WORK REQUEST 1.
Translate this sentence from the passage on Kuo and the White House faith-based office into Spanish: "Kuo left the Bush administration of his own accord in December 2003."
WORK REQUEST 2.
Reproduce the passage on Kuo and the White House faith-based office from "Kuo left the" up to and including "appeared last week.".
WORK REQUEST 3.
Carry on the passage on Kuo and the White House faith-based office from its final sentence.

Kuo’s zenith, of course, was his two-plus years as second-in-command in the Faith-based and Community Initiatives office in the White House. Created by George W. Bush, the program was, Kuo said, “my dream come true.”
Kuo left the Bush administration of his own accord in December 2003. At least 20 months ago, he began publicly to say why. Especially among White House senior staff, when it came to action instead of words, to funding instead of photo ops, “there never really was great concern over what he [President Bush] called ‘the poor people stuff.’”
Back in February 2005, when Kuo shared that disillusionment with Beliefnet readers, barely a flutter occurred in Washington or in Christian-right circles. But Kuo made the mistake of putting his criticisms between hardcovers. “Tempting Faith: An Inside Story of Political Seduction” (Free Press), appeared last week.

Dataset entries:
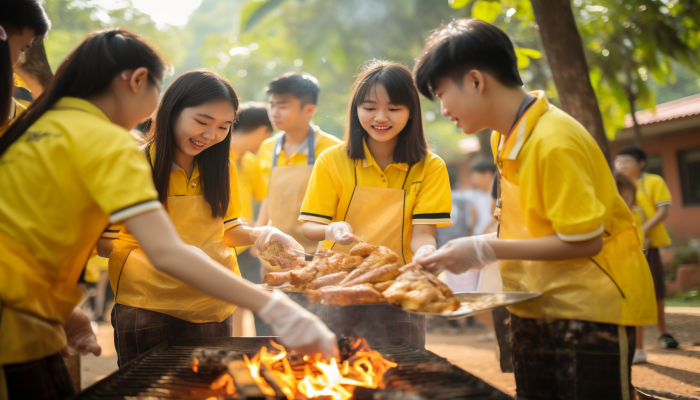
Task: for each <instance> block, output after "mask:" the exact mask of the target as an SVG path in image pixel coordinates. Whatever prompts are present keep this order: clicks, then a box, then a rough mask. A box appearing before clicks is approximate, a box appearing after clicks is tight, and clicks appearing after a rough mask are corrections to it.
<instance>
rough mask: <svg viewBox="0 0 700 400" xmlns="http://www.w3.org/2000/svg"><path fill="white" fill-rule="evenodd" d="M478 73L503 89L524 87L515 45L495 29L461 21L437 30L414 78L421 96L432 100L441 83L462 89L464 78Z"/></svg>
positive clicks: (431, 40) (493, 26) (421, 59)
mask: <svg viewBox="0 0 700 400" xmlns="http://www.w3.org/2000/svg"><path fill="white" fill-rule="evenodd" d="M473 69H477V70H482V71H484V72H487V73H489V74H490V75H493V77H494V78H496V80H498V82H500V83H501V84H503V85H506V86H509V87H512V86H522V85H523V81H522V79H521V78H520V73H519V72H518V58H517V56H516V55H515V49H514V48H513V42H511V41H510V38H509V37H508V35H507V34H506V33H505V32H503V31H502V30H501V29H499V28H498V27H496V26H495V25H491V24H489V23H488V22H484V21H481V20H478V19H458V20H454V21H452V22H450V23H449V24H447V25H443V26H441V27H439V28H438V29H435V30H434V31H433V32H432V33H431V35H430V36H429V37H428V40H427V41H426V44H425V47H424V48H423V51H422V52H421V55H420V56H419V57H418V59H417V60H416V65H415V67H414V69H413V75H414V76H415V79H416V86H417V87H418V90H419V91H420V92H421V94H422V95H423V96H425V97H427V98H428V99H430V100H432V99H433V95H434V93H433V88H434V87H435V83H436V82H437V80H438V79H440V78H442V77H444V76H449V77H450V78H452V80H453V81H454V82H455V83H456V84H459V85H461V84H462V79H463V78H464V74H466V73H467V72H469V71H470V70H473Z"/></svg>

OUTPUT 1.
Kuo dejó la administración Bush por voluntad propia en diciembre de 2003.

OUTPUT 2.
Kuo left the Bush administration of his own accord in December 2003. At least 20 months ago, he began publicly to say why. Especially among White House senior staff, when it came to action instead of words, to funding instead of photo ops, “there never really was great concern over what he [President Bush] called ‘the poor people stuff.’”
Back in February 2005, when Kuo shared that disillusionment with Beliefnet readers, barely a flutter occurred in Washington or in Christian-right circles. But Kuo made the mistake of putting his criticisms between hardcovers. “Tempting Faith: An Inside Story of Political Seduction” (Free Press), appeared last week.

OUTPUT 3.
In it, as generous excerpts all over the Internet reveal, Kuo expands on his Beliefnet revelations. Still admiring of Bush, Kuo nevertheless delivers a picture of the administration as manipulative, politically craven and, often, contemptuous of the evangelical Christians to whom it has so tightly tied its identity and moral authority.
Kuo writes that, in addition to “the poor people stuff” getting the short end of every budgetary stick, policy makers in the White House made fun of such evangelical loyalists as Robertson, Jerry Falwell and James Dobson. Respectively, Kuo writes, the three were termed “insane,” “ridiculous” and “had to be controlled.”
As Kuo told Leslie Stahl on “60 Minutes” last Sunday, “You name the important Christian leader, and I have heard them mocked by serious people in serious places.”
White House staff, Kuo says in his book, mocked “the millions of faithful Christians who had put their trust and hope in the president and his administration. Bush knew his so-called compassion agenda was languishing and had no problem with that.”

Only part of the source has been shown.